- _TEXT TO READ_:
I have spent most of my life as a Democrat. I recently have seen fit to follow another course. I believe that the issues confronting us cross party lines.
Now, one side in this campaign has been telling us that the issues of this election are the maintenance of peace and prosperity. The line has been used, "We've never had it so good."
But I have an uncomfortable feeling that this prosperity isn't something on which we can base our hopes for the future. No nation in history has ever survived a tax burden that reached a third of its national income. Today, 37 cents out of every dollar earned in this country is the tax collector's share, and yet our government continues to spend 17 million dollars a day more than the government takes in.
We haven't balanced our budget 28 out of the last 34 years. We've raised our debt limit three times in the last twelve months, and now our national debt is one and a half times bigger than all the combined debts of all the nations of the world. We have 15 billion dollars in gold in our treasury. We don't own an ounce. Foreign dollar claims are 27.3 billion dollars. And we've just had announced that the dollar of 1939 will now purchase 45 cents in its total value.
And this idea that government is beholden to the people, that it has no other source of power except the sovereign people, is still the newest and the most unique idea in all the long history of man's relation to man.

- _REQUIREMENT A_:
Which lines of the rows below contain the word "point"? Copy each of those lines.

- _INFORMATION SUPPLIED_:
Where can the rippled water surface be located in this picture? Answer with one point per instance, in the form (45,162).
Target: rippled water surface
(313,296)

--

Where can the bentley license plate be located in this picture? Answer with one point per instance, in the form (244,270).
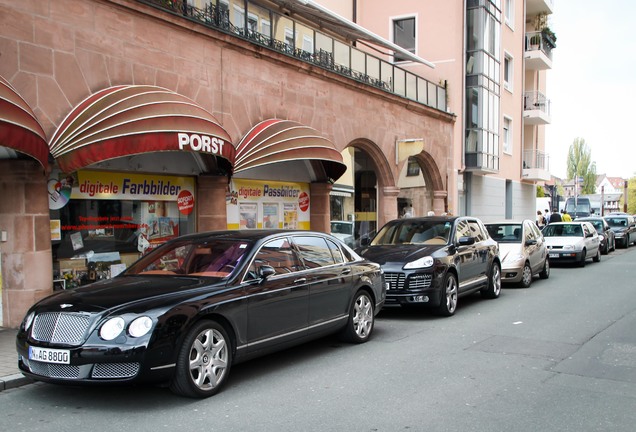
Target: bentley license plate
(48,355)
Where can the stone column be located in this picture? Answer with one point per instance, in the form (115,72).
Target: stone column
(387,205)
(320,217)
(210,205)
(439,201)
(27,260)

- _REQUIREMENT B_:
What sums stated in millions or billions of dollars appear in the speech excerpt? List every one.

- _TASK SOLUTION A_:
Where can the rippled water surface be located in this picture? Answer with one point per instance, in the form (45,162).
Where can the bentley license plate be located in this picture? Answer with one point per instance, in the form (244,270).
Where can the stone column be located in this picture? Answer with one point per instance, in the form (115,72).

- _TASK SOLUTION B_:
- 17 million dollars
- 15 billion dollars
- 27.3 billion dollars